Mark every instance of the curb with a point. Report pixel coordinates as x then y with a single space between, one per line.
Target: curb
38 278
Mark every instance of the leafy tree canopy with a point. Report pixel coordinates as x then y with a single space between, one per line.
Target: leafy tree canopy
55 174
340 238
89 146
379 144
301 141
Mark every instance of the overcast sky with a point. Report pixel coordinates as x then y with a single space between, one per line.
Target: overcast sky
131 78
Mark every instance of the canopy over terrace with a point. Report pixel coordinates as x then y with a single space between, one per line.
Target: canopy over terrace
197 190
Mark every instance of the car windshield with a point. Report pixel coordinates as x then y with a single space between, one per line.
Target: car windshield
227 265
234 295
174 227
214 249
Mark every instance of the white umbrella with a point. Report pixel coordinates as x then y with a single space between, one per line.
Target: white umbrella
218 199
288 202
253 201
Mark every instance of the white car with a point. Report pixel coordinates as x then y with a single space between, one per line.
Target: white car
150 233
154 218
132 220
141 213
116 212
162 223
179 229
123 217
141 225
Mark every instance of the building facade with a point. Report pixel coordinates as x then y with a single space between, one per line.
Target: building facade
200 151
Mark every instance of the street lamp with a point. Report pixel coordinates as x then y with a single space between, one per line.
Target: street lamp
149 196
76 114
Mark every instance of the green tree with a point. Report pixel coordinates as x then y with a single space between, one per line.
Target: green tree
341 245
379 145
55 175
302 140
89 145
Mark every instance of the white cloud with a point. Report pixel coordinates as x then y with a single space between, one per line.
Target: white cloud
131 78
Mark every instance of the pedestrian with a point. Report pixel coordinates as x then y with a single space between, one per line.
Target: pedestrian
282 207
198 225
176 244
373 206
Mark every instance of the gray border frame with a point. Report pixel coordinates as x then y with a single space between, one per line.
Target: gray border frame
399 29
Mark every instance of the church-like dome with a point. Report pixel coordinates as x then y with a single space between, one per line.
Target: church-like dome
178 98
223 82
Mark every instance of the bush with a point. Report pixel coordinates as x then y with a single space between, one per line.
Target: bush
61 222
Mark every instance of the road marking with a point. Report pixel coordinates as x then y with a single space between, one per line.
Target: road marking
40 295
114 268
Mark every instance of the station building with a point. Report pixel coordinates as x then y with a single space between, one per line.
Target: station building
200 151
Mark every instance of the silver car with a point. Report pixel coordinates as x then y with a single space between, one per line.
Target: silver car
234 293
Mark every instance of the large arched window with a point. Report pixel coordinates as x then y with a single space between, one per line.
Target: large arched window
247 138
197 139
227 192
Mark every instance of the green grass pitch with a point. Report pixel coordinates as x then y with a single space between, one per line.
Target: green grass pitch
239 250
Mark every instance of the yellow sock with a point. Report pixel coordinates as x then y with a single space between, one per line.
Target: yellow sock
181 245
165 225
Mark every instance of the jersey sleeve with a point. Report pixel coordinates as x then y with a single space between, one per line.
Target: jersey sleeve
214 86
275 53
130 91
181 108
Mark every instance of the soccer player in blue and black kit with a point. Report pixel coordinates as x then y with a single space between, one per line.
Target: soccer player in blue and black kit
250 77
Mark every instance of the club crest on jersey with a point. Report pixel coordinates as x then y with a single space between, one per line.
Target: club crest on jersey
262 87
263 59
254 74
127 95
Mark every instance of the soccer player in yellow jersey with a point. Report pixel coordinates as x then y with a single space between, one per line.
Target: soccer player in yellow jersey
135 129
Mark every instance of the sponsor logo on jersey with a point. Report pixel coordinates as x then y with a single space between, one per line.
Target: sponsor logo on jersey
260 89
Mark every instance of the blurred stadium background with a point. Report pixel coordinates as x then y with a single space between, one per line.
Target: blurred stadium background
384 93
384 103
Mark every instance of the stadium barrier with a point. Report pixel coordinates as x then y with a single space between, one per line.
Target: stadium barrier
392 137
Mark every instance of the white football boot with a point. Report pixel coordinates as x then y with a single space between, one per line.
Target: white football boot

================================

_PROBLEM DETAILS_:
Print only the lines from the top of the data above down to the line holding "Mark every instance of the leafy", inclusive.

_WRITTEN ANSWER_:
Mark every instance of the curb with a point. Report pixel coordinates as x then y with a single space between, one per line.
Target: curb
38 278
Mark every instance of the leafy tree canopy with a point. Report pixel coordinates as x then y with a single space between, one per line.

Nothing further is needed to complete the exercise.